Exercise => Transcribe exactly the lines from the one holding "Could you please annotate the blue denim" to the end of the data below, including both of those lines and no others.

━━━━━━━━

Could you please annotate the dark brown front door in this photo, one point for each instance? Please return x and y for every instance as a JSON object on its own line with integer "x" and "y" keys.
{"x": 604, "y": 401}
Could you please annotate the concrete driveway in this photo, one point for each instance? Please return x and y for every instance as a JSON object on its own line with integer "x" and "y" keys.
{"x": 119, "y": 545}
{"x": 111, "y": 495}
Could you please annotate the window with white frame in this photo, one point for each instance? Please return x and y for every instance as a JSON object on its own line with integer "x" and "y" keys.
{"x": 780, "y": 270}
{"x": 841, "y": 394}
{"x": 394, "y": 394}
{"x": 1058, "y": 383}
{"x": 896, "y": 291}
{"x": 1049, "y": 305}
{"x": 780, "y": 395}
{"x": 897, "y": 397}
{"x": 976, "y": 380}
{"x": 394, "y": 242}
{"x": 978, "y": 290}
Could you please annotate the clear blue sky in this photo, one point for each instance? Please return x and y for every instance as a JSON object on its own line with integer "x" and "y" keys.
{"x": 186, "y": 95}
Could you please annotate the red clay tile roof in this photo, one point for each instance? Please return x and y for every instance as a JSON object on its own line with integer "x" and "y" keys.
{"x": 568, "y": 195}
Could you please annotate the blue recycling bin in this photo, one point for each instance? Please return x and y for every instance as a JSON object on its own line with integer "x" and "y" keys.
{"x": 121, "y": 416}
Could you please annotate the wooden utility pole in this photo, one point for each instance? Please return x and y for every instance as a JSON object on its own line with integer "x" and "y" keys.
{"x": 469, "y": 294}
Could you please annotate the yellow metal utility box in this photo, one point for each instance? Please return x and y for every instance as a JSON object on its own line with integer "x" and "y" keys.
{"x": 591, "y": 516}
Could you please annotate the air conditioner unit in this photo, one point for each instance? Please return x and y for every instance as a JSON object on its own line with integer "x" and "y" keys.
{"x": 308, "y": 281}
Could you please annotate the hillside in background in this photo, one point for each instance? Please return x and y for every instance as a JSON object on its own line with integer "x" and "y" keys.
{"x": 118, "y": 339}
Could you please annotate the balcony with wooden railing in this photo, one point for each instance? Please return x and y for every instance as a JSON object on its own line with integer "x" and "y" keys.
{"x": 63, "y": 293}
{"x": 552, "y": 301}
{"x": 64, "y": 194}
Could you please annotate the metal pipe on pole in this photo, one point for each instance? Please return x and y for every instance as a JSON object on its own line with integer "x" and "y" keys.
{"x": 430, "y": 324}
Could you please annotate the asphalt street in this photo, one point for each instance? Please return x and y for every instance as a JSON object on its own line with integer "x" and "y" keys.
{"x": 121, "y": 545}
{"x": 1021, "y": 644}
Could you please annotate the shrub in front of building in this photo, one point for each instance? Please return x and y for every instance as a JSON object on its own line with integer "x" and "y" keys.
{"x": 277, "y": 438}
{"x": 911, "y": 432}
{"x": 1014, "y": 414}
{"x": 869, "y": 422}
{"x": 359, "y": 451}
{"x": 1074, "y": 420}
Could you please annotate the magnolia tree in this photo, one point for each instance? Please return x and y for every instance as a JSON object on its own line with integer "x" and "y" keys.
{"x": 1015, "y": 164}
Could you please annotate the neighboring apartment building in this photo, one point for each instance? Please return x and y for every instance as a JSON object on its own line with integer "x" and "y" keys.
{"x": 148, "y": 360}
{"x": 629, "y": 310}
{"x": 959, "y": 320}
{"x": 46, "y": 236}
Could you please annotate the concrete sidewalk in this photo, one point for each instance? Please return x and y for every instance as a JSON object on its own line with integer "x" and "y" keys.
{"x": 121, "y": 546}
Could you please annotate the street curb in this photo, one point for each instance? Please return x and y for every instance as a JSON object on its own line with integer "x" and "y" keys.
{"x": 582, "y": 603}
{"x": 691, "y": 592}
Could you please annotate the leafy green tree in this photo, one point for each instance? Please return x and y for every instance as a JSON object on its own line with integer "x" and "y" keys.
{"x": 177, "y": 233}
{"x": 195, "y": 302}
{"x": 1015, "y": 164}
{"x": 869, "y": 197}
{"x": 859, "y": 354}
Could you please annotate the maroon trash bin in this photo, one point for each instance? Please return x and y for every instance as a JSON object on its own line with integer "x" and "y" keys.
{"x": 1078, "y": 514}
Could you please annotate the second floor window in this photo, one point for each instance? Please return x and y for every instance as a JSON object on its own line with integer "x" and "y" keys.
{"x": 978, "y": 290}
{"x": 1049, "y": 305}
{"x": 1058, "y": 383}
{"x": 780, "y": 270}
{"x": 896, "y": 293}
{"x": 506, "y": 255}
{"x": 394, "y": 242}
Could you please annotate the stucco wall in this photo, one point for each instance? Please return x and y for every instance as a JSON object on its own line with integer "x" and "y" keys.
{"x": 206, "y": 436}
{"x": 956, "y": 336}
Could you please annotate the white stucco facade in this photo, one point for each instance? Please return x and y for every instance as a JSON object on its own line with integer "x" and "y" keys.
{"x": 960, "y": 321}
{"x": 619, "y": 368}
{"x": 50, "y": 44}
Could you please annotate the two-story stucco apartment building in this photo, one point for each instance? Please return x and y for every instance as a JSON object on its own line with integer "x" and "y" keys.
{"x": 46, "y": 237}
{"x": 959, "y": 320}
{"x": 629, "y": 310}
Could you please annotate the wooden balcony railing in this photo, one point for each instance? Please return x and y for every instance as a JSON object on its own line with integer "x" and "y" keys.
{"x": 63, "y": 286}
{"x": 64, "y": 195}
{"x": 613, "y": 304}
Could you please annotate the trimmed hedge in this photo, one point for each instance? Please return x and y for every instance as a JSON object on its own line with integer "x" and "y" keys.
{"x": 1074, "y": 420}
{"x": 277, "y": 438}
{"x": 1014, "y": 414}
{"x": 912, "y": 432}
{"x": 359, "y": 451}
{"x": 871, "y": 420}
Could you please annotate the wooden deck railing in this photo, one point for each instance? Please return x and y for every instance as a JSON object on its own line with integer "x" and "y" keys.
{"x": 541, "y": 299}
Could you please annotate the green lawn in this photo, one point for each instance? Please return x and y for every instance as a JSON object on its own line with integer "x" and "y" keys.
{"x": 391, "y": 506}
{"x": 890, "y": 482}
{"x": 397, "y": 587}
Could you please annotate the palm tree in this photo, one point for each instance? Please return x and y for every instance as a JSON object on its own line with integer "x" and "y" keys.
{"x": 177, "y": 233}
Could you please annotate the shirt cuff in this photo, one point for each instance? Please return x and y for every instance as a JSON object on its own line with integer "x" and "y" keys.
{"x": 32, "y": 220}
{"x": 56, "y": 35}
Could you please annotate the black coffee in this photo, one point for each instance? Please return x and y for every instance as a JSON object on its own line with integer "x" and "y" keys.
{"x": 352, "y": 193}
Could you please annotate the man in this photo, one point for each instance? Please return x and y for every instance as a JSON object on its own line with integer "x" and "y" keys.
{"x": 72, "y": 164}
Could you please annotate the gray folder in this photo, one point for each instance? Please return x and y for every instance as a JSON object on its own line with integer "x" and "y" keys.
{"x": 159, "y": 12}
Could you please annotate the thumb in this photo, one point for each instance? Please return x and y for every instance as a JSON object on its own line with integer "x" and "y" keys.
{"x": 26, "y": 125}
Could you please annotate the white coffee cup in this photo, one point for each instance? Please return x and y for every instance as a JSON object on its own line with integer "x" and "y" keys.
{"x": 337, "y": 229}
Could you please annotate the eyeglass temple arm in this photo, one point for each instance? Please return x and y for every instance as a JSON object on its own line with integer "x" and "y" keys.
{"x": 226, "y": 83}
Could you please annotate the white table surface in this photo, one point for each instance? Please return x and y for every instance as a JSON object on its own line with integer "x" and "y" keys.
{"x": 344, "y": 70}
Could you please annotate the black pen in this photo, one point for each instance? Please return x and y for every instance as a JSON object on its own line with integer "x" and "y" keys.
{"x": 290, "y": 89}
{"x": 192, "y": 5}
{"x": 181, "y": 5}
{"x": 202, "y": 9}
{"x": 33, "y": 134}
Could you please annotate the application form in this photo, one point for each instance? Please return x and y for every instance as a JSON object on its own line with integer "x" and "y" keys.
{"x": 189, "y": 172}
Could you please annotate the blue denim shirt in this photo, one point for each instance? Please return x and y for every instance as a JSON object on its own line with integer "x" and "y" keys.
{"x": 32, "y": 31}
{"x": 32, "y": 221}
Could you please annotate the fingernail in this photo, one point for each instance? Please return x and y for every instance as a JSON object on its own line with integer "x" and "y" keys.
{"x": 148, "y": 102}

━━━━━━━━

Exercise answer =>
Could you please annotate the blue denim shirt in this photo, one point for each instance? Please return x and y for every instance as a JSON object on its own line with integer "x" and "y" keys.
{"x": 32, "y": 31}
{"x": 32, "y": 221}
Could you please annotate the fingernail in this photo, one point for each instance? Please return x and y for every instance as a JSON object on its own line with integer "x" and "y" keys.
{"x": 148, "y": 102}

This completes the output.